*What is being asked*: Please return the material exactly; leave no entry out.

*Exercise data*:
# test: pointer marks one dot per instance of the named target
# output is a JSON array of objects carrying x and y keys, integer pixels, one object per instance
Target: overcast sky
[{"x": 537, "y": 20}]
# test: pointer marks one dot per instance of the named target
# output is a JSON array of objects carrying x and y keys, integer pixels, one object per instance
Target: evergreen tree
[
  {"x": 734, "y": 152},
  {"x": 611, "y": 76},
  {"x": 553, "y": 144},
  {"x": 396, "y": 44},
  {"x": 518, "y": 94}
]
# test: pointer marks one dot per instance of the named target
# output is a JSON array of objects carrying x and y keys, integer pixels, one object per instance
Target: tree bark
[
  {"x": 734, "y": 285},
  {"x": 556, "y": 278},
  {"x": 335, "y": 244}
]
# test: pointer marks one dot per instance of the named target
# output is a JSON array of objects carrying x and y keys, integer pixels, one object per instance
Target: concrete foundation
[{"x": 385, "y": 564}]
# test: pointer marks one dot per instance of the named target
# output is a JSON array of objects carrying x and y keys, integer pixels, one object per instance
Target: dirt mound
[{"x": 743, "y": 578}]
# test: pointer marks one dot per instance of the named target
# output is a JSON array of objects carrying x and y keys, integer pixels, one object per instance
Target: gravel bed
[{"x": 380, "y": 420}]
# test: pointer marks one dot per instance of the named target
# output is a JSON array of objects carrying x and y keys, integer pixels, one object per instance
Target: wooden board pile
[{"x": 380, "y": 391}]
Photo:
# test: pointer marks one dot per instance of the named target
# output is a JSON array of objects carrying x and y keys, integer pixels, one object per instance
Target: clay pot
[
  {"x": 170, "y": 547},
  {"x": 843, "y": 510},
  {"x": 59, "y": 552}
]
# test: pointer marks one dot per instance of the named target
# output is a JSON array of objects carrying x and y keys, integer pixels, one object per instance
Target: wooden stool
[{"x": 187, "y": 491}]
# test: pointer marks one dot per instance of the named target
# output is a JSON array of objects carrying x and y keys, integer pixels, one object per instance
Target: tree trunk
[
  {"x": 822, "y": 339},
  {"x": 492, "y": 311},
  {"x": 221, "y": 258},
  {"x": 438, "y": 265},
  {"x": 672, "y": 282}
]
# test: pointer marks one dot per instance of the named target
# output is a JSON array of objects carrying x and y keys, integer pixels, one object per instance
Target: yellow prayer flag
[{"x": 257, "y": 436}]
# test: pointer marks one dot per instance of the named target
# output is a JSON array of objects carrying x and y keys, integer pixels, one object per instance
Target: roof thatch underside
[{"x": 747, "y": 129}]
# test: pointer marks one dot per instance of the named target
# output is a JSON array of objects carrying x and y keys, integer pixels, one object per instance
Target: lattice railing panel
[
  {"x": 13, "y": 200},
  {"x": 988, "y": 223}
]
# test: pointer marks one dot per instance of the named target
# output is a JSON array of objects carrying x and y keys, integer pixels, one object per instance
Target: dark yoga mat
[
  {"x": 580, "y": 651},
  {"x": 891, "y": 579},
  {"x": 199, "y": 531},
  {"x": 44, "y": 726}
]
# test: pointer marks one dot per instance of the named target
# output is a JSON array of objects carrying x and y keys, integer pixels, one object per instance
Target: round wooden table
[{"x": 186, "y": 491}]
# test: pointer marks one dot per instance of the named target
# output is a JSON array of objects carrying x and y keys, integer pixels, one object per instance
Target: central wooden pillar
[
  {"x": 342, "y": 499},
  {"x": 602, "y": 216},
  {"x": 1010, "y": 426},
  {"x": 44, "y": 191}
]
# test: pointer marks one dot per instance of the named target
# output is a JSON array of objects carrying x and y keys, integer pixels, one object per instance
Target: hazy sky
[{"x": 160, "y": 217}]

*Task response*:
# test: pointer marks one dot per instance of the named target
# output is a JSON array of objects carrying x and y keys, integer pixels, one object per instance
Target: overcast sky
[{"x": 537, "y": 20}]
# test: pointer marks one dot per instance of the named target
# output is a JSON array of objects carrying x and y keys, integer pixels, one object per instance
Target: evergreen tree
[
  {"x": 734, "y": 152},
  {"x": 611, "y": 76},
  {"x": 553, "y": 144},
  {"x": 396, "y": 44},
  {"x": 518, "y": 94}
]
# test: pointer marks one dot per instance of the named target
# output is a JSON array of objects carrying x and y keys, integer pixels, one object per instance
Target: tree bark
[
  {"x": 734, "y": 285},
  {"x": 556, "y": 278},
  {"x": 335, "y": 244}
]
# test: pointer marks one dot per instance of the named target
# output is a JSON array of objects carrying x and y keys, integer pixels, one object per instance
Target: concrete foundation
[{"x": 385, "y": 564}]
# test: pointer marks one dot per instance of the named target
# output is a JSON array of objects carrying x and y keys, integer pixels, one object per instance
Target: dirt mound
[{"x": 743, "y": 578}]
# test: pointer marks one dot per instance of the named target
# output is a JSON array of objects carrying x and y keys, integer pixels, one object per instance
Target: gravel bed
[{"x": 380, "y": 420}]
# test: pointer marks one dot per instance of the named target
# output is a JSON array of objects carrying x and y keys, integer pixels, one object per instance
Target: wooden board pile
[{"x": 380, "y": 391}]
Photo:
# test: pointer marks one dot per instance of the named target
# output is a JSON array of objects carrying x and y keys, integer pixels, one object per instance
Target: clay pot
[
  {"x": 170, "y": 547},
  {"x": 843, "y": 510},
  {"x": 59, "y": 552}
]
# test: pointer marks one dot per instance of the named target
# output is a JSON array of objects carrying x and y keys, integer pixels, one object per instance
Target: wooden stool
[{"x": 187, "y": 491}]
# test: pointer marks one dot per instance of the named target
# output is a JSON array of objects carrying x and y keys, integer pixels, one object per instance
Target: tree trunk
[
  {"x": 822, "y": 339},
  {"x": 492, "y": 311},
  {"x": 221, "y": 258},
  {"x": 438, "y": 265},
  {"x": 672, "y": 282}
]
# test: pointer marks one dot per instance of the named target
# output is a JSON array of objects carrying x and y keys, integer pixels, one object per instance
Target: yellow prayer flag
[{"x": 257, "y": 436}]
# test: pointer marks one dot per instance of the named target
# output is a JSON array of objects carrying x and y keys, integer pixels, one object per instance
Target: roof thatch underside
[{"x": 747, "y": 129}]
# test: pointer marks one dot per instance of the named target
# output is a JSON array of objects carrying x and y keys, integer pixels, one object per instance
Target: lattice railing panel
[
  {"x": 13, "y": 200},
  {"x": 988, "y": 223}
]
# test: pointer marks one dot per instance of the named target
# output is a JSON array of objects carrying x and y keys, integer pixels, one object per instance
Target: dark yoga mat
[
  {"x": 580, "y": 651},
  {"x": 891, "y": 579},
  {"x": 199, "y": 531},
  {"x": 44, "y": 726}
]
# test: pointer marks one dot per instance of the named target
# output is a JSON array of objects carrying x and y keys, integer pixels, one object per instance
Target: round wooden table
[{"x": 186, "y": 491}]
# test: pointer marks one dot per instance of the named target
# output is a JSON array of objects carrying x and y keys, integer pixels, one object per instance
Target: central wooden pillar
[
  {"x": 342, "y": 499},
  {"x": 602, "y": 216},
  {"x": 1010, "y": 426},
  {"x": 44, "y": 191}
]
# test: pointer marks one dot per instance of the named target
# output is a JSON array of objects carrying x and y keys, integer pixels, one object per instance
Target: hazy sky
[{"x": 160, "y": 217}]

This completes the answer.